• _Job_
Write out the data again, from the line with "Target: utility wire" through the end of the data, with "Pick out" changed to "Mark" and nothing else different.

• _Recorded data_
_____

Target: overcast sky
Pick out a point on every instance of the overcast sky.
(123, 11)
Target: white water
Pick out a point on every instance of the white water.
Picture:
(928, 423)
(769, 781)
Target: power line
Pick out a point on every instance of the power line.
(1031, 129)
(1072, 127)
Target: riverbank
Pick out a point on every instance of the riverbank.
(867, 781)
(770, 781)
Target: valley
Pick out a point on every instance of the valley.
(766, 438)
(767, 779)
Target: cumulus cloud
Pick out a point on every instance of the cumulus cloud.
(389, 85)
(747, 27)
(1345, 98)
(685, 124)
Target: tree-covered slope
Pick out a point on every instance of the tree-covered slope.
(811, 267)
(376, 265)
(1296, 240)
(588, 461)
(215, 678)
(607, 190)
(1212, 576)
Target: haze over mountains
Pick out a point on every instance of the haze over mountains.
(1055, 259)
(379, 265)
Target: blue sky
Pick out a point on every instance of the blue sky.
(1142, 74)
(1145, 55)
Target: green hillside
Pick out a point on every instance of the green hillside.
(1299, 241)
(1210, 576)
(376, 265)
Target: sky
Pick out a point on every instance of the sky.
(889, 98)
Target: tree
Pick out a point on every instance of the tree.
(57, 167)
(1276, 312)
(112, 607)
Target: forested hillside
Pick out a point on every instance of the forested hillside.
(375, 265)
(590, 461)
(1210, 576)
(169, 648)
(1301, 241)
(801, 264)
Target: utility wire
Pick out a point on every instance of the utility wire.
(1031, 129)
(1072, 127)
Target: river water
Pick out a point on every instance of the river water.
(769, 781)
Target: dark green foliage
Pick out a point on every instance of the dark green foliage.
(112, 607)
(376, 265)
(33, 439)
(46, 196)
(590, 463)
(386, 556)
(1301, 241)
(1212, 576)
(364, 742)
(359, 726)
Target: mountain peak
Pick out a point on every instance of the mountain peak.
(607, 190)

_____

• _Reply_
Target: utility wire
Mark a point on every instance of the utility wire.
(1031, 129)
(1072, 127)
Target: river water
Mark a point on every instance of the river water.
(769, 781)
Target: dark green foliage
Mark a point on every instance of the dark green foliage.
(112, 607)
(376, 265)
(33, 439)
(46, 196)
(590, 463)
(386, 556)
(1301, 241)
(1212, 576)
(364, 742)
(359, 726)
Target: mountain peak
Mark a point on every instance of the mountain peak.
(607, 190)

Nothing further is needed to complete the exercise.